**TASK:**
Bring together every line in the data that includes "overcast".
*** Opening of RECORDS PROVIDED ***
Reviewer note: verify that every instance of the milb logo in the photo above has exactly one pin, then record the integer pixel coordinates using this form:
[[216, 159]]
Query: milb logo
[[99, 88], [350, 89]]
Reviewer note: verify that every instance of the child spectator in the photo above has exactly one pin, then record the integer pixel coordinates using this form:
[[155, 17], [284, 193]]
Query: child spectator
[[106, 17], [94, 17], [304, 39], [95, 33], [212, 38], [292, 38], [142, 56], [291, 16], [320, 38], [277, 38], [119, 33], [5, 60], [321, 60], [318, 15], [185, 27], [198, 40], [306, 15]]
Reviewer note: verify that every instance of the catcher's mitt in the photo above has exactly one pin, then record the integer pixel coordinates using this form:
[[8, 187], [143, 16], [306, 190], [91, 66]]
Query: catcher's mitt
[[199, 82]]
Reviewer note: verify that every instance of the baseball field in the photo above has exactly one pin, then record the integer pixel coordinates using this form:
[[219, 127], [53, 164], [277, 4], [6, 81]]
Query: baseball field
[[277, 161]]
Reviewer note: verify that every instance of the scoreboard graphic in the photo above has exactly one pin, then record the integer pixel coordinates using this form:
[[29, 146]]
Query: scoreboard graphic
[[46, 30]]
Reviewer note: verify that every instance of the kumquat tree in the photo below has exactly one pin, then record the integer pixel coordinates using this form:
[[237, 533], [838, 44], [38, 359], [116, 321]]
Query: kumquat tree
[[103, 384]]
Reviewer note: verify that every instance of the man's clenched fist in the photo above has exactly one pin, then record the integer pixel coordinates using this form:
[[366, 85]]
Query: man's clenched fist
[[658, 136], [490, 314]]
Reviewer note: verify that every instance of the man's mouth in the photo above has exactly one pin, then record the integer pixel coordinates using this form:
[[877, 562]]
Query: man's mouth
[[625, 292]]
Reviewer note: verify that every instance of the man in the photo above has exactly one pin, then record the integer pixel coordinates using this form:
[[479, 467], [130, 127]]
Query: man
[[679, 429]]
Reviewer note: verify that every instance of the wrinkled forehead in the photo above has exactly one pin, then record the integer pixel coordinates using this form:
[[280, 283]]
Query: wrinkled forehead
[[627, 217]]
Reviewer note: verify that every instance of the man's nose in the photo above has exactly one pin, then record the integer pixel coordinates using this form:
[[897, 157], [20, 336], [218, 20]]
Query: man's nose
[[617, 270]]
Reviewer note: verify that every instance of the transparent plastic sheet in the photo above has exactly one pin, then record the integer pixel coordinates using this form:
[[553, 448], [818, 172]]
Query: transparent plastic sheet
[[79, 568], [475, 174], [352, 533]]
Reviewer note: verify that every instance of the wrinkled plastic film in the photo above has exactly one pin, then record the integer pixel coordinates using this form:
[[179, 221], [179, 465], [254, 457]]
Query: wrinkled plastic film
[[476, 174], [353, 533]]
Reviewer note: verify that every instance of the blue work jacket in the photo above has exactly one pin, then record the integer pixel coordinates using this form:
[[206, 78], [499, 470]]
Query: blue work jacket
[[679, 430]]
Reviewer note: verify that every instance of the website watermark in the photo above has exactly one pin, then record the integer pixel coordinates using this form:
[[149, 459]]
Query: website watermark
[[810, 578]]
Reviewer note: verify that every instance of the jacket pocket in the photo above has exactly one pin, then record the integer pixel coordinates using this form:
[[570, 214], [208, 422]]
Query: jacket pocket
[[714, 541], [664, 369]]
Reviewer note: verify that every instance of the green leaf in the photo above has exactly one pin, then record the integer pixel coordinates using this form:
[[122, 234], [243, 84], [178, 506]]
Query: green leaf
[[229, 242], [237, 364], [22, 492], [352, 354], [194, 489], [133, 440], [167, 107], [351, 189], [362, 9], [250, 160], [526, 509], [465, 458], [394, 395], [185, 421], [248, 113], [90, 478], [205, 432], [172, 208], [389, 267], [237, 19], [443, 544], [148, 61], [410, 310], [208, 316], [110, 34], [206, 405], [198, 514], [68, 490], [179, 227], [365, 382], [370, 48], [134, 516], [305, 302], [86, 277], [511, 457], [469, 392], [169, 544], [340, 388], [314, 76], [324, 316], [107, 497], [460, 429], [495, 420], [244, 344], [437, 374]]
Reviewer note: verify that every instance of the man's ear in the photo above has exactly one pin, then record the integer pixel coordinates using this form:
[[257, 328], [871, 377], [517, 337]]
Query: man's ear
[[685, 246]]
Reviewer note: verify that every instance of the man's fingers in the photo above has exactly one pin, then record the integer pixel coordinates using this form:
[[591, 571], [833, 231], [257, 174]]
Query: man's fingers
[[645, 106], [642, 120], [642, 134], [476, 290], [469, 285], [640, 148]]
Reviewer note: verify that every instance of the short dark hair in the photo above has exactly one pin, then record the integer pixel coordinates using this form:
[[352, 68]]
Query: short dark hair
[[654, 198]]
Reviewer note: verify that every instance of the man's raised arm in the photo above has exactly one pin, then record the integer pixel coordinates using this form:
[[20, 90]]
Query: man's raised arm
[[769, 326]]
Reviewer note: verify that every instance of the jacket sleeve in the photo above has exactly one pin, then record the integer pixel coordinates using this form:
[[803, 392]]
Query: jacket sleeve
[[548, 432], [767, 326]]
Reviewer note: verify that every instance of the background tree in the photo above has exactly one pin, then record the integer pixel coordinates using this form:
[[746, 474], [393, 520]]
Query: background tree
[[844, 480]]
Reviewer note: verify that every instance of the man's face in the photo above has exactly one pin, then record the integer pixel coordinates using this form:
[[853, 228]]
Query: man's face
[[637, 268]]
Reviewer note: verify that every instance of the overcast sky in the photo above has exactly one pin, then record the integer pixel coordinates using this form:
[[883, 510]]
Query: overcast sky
*** Close of RECORDS PROVIDED ***
**OUTPUT OF THE TASK:**
Reviewer note: verify that every instance of the overcast sky in the photo above has exactly one pin, then record the integer pixel coordinates using this form:
Query: overcast sky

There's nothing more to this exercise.